Excerpts from a dataset on object pointing
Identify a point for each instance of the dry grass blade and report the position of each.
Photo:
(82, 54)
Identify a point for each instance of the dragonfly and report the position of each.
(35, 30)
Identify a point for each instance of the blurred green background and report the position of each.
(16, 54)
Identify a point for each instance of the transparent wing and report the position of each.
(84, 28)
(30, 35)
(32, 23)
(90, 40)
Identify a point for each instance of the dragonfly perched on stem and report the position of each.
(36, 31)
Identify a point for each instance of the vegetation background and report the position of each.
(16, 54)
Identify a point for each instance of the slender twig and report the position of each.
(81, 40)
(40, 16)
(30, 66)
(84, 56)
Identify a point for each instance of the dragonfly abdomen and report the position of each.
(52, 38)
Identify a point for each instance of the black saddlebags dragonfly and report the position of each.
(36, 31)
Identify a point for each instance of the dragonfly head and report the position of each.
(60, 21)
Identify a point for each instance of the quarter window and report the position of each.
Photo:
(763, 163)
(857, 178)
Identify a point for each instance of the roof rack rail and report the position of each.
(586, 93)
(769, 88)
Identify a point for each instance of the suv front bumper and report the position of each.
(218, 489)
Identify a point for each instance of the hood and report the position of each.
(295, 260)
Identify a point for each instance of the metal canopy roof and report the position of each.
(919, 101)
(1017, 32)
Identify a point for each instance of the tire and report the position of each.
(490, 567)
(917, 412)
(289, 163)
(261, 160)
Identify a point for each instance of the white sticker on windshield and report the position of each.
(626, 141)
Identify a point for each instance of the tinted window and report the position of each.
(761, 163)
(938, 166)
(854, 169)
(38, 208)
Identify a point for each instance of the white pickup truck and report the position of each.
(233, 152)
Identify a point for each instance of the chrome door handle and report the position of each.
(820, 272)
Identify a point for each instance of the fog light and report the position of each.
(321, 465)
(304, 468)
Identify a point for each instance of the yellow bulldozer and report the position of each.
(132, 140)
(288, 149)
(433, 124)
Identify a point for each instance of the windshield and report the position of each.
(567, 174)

*THE EXERCISE*
Return all of the rows above word for word, without any alteration.

*EXERCISE ANSWER*
Identify a point for each instance of the dry grass blade and report the position of each.
Photo:
(82, 54)
Identify a point for each instance of the dragonfly and report the position of each.
(35, 30)
Identify a point for each instance of the blurred green background and report the position of each.
(16, 54)
Identify a point for each instance of the transparent wing and report the position of each.
(84, 28)
(30, 35)
(32, 23)
(90, 40)
Identify a point for each instance of the dragonfly perched on stem and report the position of each.
(36, 31)
Identify a point for each instance of the vegetation background and report the position of each.
(16, 54)
Identify a point for each instance of the slender twig and report the position of each.
(81, 40)
(40, 16)
(30, 66)
(84, 56)
Identify a point for each instance of the dragonfly abdomen and report the position of each.
(52, 38)
Identify a point for each instance of the black saddlebags dragonfly and report the position of each.
(36, 31)
Identify a point for each instance of the dragonfly head and report the position of each.
(60, 21)
Identify a point for each instance of the quarter window and report the position of each.
Photo:
(763, 163)
(857, 178)
Identify a point for each instance of the roof rack rail and report the position of each.
(586, 93)
(769, 88)
Identify a point for each instance of the suv front bumper and report the position of each.
(218, 489)
Identify a point for each instance of the hood and report the position of each.
(295, 260)
Identify a point for each instance of the metal canopy roof and report the position of each.
(919, 101)
(1017, 32)
Identify a point for each instance of the tire and report the position of each.
(490, 567)
(917, 412)
(289, 163)
(261, 160)
Identify a point for each instance of the white sticker on windshield and report the position of each.
(626, 141)
Identify a point for each instance of the tinted window and report the position of each.
(761, 163)
(938, 166)
(854, 169)
(38, 208)
Identify a point for each instance of the white pickup truck and report the position of each.
(233, 152)
Identify a point for each instance of the chrome door handle and report the position of each.
(820, 272)
Identify a point for each instance of the fog light and report the position of each.
(321, 465)
(304, 468)
Identify a point for each instance of the yellow bulldozer and report the position of each.
(132, 140)
(288, 149)
(433, 124)
Identify a point for each instance of the windshield and report the position of each.
(567, 174)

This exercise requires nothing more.